PAGE EXCERPT>

·····

French general of division

Frédéric-Louis-Henri, comte de Walther (20 June 1761 – 24 November 1813), was a French general of division and a supporter of Napoleon Bonaparte. He fought in the Revolutionary and Napoleonic wars.

He enlisted in 1781 and, in his 30-year career, he saw action at the major battles in Europe. He fought in André Masséna's Army of Switzerland, where he participated in the Winterthur and First and Second Battles of Zürich, the campaigns of 1806 against Prussia, and Napoleon's invasion of Russia. After the Russian and Saxon campaign, while suffering from exhaustion, he contracted typhus and died in Kusel, in the Saarland. He was buried at the Panthéon, and his name is listed on the Arc de Triomphe in Paris.

==Family==

Walther was the son of Georges Henri Walther, a Lutheran pastor, and Marie Elisabeth Chatel of Montbéliard. He was born in Obenheim, in the Alsace region of the Bas-Rhin. His cousins, Frédéric Cuvier and Georges Cuvier, were naturalists and zoologists. He married 20-year-old Salome-Louise Coulman on 12 April 1802. They had two daughters, born 1803 and 1807; in 1810, a third child was still-born.

Initially he enlisted as a simple soldier in the Berchény Hussars. This unit was included in the 1791 reorganization, and became the 1st Regiment of Hussars. On 10 May 1792, he received a commission as a lieutenant.

==Military career==

During the War of the First Coalition, he was active at the battle of Neerwinden and the campaign on the Piave River in northern Italy. During these campaigns, he proved equally adept at leading heavy or light cavalry, although some military analysts consider he was a better heavy cavalry leader. In 1793, he was promoted to general of brigade.

In the War of the Second Coalition, he participated in the French defeats at Ostrach and Stockach in March 1799, and served under the newly promoted Michel Ney on the forward line of defense of the Swiss city of Zürich. At the Battle of Winterthur, he directed the rear guard action covering Ney's retreat through Winterthur, holding a key bridge cross of the Tōss River for 90 minutes against a larger Austrian force under command of Friedrich Freiherr von Hotze.

·····

[Data for pointing at described regions]
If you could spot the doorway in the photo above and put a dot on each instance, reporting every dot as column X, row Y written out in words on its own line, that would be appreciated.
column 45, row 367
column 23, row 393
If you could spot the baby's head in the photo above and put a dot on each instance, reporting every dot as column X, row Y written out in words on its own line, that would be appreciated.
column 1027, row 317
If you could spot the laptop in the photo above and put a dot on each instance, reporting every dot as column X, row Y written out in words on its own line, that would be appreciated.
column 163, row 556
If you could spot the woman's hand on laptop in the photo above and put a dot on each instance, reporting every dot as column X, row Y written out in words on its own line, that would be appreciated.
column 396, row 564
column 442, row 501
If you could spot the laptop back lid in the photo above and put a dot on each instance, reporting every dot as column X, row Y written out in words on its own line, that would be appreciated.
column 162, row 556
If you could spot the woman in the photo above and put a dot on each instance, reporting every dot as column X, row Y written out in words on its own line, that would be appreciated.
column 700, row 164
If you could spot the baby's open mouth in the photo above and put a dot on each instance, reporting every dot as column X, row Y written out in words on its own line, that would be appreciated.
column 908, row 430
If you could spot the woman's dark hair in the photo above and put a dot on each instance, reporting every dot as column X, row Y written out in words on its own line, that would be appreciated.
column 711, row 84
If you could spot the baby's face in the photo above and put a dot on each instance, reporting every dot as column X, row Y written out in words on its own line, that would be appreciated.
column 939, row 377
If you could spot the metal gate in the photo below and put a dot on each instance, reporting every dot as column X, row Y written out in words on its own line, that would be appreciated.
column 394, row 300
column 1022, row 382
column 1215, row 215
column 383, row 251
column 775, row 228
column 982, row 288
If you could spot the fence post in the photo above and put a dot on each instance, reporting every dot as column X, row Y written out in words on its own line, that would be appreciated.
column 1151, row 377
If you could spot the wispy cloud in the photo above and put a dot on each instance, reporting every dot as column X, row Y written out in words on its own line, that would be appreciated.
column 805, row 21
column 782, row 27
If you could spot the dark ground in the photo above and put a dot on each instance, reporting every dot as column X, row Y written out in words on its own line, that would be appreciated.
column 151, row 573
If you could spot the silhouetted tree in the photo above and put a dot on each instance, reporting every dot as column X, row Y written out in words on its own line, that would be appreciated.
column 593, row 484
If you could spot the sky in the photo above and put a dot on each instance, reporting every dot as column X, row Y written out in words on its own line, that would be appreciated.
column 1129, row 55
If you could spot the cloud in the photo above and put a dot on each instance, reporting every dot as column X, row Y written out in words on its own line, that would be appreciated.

·····

WORK TO COMPLETE>
A: According to the Walther biography, where did he die?
B: Turn the paragraph of the Walther biography that begins "Walther was the son of Georges Henri Walther" into a short bulleted list that keeps its main facts.
None of the data is needed for anything here.

SOLUTIONS TO THE EXERCISE>
A: He died in Kusel, in the Saarland.

B:
- Parents: Georges Henri Walther, a Lutheran pastor, and Marie Elisabeth Chatel of Montbéliard
- Birthplace: Obenheim, in the Alsace region of the Bas-Rhin
- Cousins: Frédéric Cuvier and Georges Cuvier, both naturalists and zoologists
- Marriage: to Salome-Louise Coulman, then 20, on 12 April 1802
- Children: two daughters, born in 1803 and 1807, and a third child still-born in 1810